Extract each line of the data that includes the string "shoe", copying every such line in full.

** START GIVEN INFORMATION **

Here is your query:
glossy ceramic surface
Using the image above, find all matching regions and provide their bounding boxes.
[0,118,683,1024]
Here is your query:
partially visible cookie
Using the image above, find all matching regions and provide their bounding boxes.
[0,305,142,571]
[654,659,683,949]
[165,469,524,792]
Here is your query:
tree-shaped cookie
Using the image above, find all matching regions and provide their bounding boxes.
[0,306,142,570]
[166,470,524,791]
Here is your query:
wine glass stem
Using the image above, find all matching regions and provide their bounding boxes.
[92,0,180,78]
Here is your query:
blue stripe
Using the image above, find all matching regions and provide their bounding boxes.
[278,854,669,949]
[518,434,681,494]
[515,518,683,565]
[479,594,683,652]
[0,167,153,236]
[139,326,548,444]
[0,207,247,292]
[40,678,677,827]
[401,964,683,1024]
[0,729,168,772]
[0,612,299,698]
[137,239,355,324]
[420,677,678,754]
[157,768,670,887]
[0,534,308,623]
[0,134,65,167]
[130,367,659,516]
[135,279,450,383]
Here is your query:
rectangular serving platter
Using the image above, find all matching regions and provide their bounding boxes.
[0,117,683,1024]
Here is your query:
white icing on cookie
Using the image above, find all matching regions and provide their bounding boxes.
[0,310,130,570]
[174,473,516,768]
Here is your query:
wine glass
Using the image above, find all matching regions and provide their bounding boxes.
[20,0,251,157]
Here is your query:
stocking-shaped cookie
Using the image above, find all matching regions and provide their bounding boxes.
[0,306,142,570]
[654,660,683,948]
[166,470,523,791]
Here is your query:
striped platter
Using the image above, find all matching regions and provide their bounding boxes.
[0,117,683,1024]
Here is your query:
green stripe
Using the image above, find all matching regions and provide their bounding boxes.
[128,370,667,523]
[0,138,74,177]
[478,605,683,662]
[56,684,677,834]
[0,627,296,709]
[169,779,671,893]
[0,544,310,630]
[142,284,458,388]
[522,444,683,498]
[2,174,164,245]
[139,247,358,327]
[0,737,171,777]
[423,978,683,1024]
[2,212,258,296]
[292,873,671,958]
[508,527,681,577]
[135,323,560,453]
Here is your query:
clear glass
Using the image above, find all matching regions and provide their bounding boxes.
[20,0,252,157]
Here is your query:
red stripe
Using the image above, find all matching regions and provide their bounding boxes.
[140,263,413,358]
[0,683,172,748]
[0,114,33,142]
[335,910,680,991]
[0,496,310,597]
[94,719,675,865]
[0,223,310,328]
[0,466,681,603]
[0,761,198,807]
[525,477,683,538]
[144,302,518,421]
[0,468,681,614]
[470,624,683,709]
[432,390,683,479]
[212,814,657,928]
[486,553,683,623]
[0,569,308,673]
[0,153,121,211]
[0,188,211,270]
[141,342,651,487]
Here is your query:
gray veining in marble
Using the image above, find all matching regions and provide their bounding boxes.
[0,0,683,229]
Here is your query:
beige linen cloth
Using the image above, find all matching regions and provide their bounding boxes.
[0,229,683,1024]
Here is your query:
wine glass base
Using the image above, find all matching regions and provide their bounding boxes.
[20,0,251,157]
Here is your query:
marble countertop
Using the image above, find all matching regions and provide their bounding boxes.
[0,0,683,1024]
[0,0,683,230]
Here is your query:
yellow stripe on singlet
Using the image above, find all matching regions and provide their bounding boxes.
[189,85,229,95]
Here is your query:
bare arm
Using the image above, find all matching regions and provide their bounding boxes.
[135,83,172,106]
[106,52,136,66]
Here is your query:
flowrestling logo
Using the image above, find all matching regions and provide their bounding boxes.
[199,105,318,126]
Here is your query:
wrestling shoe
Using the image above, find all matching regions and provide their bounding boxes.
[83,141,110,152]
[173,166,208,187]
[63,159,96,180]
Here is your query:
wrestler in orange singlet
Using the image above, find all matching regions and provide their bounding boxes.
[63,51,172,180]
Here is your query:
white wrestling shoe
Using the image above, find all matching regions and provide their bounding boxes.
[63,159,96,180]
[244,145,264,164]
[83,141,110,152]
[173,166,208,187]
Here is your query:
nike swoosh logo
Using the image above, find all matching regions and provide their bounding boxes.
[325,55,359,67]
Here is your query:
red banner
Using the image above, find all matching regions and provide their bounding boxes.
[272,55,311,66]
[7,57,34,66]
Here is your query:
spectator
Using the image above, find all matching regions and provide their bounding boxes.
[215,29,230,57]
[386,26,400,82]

** END GIVEN INFORMATION **

**FINAL ANSWER**
wrestling shoe
white wrestling shoe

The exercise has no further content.